Stored records
[Start of Attachment]
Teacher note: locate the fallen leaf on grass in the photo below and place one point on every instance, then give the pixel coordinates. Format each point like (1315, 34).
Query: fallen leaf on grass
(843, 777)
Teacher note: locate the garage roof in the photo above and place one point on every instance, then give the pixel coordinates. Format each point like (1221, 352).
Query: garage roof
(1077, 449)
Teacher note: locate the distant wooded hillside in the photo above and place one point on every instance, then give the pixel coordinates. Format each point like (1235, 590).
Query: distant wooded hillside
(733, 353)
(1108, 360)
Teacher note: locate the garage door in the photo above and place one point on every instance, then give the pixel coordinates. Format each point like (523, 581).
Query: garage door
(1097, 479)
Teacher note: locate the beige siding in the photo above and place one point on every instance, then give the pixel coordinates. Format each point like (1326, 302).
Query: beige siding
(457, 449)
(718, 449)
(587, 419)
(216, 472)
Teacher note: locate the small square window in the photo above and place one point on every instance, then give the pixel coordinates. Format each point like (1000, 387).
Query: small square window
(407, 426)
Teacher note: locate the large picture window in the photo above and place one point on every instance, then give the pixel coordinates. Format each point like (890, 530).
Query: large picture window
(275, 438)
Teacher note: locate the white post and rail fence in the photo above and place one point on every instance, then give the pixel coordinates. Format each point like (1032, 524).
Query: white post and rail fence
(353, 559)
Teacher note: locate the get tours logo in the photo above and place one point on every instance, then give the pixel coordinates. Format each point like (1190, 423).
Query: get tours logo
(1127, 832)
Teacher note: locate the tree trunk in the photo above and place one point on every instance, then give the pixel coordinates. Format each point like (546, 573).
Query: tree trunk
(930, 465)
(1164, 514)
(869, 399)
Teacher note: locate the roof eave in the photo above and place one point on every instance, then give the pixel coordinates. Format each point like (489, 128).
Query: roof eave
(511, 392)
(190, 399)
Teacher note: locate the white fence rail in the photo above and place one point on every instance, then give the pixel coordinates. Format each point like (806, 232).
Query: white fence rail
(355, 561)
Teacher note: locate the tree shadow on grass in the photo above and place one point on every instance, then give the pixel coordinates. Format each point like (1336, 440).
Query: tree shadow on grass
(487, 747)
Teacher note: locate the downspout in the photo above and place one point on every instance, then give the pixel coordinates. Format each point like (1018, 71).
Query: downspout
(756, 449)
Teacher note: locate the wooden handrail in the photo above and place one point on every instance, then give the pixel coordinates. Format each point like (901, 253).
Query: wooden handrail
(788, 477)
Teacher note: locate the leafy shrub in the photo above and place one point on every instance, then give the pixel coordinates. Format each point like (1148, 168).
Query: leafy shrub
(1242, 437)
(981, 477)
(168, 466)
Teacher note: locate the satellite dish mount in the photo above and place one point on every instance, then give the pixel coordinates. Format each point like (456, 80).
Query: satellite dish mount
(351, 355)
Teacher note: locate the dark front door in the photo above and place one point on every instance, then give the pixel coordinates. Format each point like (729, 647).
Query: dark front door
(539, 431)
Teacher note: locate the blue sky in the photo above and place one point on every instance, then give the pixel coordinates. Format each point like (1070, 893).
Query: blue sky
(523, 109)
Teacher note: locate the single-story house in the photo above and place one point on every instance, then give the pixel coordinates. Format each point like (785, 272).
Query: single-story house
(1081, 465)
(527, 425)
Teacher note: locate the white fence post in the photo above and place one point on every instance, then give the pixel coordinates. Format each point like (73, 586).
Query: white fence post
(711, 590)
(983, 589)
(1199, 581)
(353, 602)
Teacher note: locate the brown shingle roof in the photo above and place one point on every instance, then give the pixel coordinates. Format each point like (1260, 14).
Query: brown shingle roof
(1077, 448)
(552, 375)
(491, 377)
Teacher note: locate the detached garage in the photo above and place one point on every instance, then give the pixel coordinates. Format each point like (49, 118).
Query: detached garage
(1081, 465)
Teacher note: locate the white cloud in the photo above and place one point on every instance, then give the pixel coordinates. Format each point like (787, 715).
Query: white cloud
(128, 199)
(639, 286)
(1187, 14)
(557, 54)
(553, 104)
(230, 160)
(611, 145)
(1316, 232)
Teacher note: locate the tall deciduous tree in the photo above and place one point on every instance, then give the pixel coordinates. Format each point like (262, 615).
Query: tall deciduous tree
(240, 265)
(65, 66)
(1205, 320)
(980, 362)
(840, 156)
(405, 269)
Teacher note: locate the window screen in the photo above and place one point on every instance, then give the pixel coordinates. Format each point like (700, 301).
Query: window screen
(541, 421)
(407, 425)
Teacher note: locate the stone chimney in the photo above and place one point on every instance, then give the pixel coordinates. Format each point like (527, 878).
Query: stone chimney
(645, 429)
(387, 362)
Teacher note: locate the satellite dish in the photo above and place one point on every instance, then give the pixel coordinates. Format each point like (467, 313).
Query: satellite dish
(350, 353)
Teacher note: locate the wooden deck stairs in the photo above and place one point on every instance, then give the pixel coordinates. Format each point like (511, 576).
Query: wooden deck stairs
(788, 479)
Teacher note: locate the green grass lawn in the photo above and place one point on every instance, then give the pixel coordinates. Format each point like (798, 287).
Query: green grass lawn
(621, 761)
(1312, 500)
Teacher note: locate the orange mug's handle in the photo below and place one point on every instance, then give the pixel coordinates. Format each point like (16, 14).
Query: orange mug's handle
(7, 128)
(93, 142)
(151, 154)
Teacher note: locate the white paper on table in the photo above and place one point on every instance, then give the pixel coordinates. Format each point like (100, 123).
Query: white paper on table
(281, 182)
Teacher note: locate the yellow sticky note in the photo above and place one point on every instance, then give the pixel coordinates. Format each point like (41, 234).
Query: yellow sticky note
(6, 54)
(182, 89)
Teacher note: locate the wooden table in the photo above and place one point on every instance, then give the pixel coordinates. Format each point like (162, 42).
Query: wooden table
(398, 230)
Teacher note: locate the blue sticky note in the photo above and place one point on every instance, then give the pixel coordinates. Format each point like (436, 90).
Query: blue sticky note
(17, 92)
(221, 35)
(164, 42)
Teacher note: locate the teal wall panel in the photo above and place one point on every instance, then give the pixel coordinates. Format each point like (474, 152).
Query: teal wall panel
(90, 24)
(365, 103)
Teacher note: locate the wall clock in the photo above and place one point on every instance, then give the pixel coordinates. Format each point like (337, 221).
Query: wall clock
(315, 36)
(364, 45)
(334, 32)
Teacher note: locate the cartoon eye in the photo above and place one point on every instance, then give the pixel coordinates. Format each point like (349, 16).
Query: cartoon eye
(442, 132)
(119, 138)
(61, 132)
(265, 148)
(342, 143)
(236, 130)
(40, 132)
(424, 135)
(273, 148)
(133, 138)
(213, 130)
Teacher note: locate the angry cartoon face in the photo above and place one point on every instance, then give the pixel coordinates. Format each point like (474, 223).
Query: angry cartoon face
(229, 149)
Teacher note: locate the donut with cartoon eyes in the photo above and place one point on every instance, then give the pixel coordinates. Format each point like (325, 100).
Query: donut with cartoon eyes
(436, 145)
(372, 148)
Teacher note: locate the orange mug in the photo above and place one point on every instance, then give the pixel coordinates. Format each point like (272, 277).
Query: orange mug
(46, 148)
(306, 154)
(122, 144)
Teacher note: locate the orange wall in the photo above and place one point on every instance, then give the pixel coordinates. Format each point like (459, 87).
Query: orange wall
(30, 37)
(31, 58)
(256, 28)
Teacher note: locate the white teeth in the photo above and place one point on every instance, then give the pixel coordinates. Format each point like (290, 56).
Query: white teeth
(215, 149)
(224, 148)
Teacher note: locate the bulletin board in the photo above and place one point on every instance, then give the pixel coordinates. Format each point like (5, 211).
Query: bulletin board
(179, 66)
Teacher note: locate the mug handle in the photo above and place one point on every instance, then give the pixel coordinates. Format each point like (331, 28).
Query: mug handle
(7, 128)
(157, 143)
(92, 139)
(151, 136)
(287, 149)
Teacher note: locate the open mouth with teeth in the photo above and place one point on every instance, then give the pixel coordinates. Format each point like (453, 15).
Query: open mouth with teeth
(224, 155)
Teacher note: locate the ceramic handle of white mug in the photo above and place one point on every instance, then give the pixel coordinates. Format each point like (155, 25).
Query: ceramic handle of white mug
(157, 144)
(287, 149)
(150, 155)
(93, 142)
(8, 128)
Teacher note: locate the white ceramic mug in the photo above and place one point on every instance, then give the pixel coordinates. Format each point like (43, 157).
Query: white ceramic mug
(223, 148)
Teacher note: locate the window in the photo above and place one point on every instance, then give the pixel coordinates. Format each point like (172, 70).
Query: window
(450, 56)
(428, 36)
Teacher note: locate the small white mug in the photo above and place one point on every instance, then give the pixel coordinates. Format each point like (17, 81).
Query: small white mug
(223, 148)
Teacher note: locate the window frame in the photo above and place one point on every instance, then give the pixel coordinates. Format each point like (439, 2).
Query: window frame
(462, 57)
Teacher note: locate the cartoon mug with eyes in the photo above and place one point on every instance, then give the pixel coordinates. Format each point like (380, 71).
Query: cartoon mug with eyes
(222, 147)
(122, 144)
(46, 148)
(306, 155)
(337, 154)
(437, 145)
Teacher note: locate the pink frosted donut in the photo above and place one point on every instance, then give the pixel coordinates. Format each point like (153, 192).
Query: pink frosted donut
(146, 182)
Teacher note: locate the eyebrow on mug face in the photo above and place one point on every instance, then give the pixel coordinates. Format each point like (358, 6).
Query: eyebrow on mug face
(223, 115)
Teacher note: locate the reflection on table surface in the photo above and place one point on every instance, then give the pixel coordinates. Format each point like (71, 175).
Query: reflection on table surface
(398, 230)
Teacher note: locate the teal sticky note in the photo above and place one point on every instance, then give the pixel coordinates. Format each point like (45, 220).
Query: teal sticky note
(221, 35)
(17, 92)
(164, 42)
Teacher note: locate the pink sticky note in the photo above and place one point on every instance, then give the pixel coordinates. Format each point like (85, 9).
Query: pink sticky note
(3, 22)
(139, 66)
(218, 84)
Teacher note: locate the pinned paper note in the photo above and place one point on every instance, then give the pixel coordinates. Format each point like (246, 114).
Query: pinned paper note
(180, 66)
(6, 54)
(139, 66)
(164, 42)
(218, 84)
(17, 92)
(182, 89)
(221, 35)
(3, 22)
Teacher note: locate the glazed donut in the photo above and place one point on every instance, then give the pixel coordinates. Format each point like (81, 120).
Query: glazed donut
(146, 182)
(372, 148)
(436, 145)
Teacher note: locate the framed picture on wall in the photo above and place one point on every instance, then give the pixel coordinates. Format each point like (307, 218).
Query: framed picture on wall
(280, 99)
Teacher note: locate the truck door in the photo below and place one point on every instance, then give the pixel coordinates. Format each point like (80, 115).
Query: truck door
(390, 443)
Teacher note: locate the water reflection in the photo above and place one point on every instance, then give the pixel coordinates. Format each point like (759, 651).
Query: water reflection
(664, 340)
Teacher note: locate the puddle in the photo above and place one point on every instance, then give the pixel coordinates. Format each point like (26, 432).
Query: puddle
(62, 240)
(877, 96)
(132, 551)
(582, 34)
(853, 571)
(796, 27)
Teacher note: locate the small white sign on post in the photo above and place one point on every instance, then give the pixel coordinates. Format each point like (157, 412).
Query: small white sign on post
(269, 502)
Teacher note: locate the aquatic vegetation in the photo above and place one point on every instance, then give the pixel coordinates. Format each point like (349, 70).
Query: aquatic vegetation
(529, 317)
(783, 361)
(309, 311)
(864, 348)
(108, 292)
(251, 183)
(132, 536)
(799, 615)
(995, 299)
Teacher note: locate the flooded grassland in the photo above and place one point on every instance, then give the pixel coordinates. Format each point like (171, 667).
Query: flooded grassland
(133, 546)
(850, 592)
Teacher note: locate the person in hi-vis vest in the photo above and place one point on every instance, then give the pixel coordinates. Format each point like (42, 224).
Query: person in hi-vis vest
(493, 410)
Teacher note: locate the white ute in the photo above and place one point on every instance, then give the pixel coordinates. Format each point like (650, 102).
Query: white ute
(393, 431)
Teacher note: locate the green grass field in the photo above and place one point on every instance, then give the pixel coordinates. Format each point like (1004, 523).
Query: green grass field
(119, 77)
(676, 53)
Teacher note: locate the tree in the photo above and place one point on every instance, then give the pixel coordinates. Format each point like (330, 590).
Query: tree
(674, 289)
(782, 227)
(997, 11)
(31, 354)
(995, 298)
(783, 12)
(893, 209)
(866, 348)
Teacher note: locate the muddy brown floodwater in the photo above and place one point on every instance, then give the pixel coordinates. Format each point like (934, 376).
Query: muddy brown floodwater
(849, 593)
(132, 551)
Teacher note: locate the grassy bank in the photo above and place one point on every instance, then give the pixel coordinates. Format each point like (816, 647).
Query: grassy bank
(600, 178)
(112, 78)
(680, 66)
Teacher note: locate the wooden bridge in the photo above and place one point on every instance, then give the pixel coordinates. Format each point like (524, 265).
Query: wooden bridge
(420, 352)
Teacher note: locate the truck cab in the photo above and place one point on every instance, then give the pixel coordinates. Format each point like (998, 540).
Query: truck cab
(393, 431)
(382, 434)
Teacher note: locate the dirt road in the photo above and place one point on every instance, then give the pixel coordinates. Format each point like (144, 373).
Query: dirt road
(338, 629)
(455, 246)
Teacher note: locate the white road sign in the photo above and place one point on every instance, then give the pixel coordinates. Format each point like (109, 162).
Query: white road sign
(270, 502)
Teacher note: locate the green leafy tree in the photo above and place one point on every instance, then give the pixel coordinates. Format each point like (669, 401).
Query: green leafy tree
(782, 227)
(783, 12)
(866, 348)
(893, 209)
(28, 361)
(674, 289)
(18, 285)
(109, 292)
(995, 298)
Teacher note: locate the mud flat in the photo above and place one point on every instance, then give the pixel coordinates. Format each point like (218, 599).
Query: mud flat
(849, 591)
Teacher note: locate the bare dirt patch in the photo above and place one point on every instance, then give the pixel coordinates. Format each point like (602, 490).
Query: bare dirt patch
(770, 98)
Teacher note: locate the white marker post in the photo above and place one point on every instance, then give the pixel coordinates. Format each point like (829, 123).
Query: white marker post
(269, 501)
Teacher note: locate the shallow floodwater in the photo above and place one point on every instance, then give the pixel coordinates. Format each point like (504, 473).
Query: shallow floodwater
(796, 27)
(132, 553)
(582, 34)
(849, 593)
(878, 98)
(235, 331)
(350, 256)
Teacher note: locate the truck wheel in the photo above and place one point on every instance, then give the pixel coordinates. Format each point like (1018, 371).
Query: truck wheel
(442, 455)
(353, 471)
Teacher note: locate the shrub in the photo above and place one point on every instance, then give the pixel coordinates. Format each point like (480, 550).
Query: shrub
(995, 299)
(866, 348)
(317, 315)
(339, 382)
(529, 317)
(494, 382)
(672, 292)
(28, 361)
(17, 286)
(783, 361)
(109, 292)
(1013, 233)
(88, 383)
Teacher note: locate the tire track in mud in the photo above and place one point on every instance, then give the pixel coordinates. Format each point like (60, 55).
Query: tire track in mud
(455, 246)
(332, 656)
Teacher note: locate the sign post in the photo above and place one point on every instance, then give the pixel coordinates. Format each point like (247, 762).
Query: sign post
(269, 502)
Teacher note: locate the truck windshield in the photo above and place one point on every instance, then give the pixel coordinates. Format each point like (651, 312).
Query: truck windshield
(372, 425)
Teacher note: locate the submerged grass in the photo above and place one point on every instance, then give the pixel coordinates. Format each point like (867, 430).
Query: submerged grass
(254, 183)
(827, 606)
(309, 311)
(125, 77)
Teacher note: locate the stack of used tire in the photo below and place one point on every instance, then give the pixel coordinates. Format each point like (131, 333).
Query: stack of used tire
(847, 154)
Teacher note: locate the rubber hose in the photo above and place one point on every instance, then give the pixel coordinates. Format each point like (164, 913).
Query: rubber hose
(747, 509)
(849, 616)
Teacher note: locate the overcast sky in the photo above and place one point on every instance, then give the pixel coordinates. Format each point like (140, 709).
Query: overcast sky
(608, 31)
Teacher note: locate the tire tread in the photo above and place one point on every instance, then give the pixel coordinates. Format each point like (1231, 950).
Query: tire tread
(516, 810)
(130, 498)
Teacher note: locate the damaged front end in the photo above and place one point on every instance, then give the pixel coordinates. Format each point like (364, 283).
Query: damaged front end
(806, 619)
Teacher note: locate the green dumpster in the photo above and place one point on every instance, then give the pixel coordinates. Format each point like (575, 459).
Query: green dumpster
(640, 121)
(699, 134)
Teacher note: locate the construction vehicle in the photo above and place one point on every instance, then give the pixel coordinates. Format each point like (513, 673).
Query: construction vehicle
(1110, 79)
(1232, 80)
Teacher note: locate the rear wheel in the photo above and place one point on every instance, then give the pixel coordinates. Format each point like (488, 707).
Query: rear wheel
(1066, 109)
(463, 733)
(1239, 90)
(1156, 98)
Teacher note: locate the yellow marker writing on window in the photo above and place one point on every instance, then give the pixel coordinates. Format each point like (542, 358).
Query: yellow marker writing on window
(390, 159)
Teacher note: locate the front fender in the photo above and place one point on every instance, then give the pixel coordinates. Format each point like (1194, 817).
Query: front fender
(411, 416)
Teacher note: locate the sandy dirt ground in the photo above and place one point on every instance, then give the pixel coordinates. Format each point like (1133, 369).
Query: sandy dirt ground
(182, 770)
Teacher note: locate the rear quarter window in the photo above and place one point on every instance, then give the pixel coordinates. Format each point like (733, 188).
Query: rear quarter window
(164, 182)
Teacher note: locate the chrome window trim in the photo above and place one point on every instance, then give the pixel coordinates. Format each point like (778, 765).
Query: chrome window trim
[End of Attachment]
Instructions to follow
Beginning at the line that contains "Teacher note: locate the sandy", reproduce every line down to the last line of the entries above, exactly and only those.

Reply to the task
Teacher note: locate the sandy dirt ground in the photo above and place one point on every instance, then give the pixel coordinates. Format each point like (1133, 369).
Query: sandy dirt ground
(182, 770)
Teacher note: locate the rear quarter window in the photo above and place one point on every instance, then give the pixel coordinates. Format each point like (733, 188).
Query: rear quarter window
(164, 182)
Teacher note: locate the chrome window trim in the photo above and place one point on every instance, then give the pixel coordinates. Format each point like (778, 765).
Query: chrome window trim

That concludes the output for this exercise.